[Start of Data to use]

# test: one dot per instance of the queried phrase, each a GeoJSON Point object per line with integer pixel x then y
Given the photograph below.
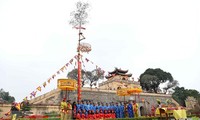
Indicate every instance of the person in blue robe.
{"type": "Point", "coordinates": [121, 112]}
{"type": "Point", "coordinates": [117, 109]}
{"type": "Point", "coordinates": [130, 110]}
{"type": "Point", "coordinates": [78, 106]}
{"type": "Point", "coordinates": [82, 106]}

[End of Data to use]

§ The request
Copy out the items again, substituting "green robe" for "blue robe" everywhere and keeping everything else the same. Omit the pictures from your answer.

§ Answer to this exercise
# test: one dot per instance of the queried phrase, each a GeoJSON Point object per line with integer pixel x then y
Given the photograph below.
Indicate every instance of the person in green robe.
{"type": "Point", "coordinates": [121, 112]}
{"type": "Point", "coordinates": [117, 109]}
{"type": "Point", "coordinates": [130, 110]}
{"type": "Point", "coordinates": [78, 106]}
{"type": "Point", "coordinates": [82, 106]}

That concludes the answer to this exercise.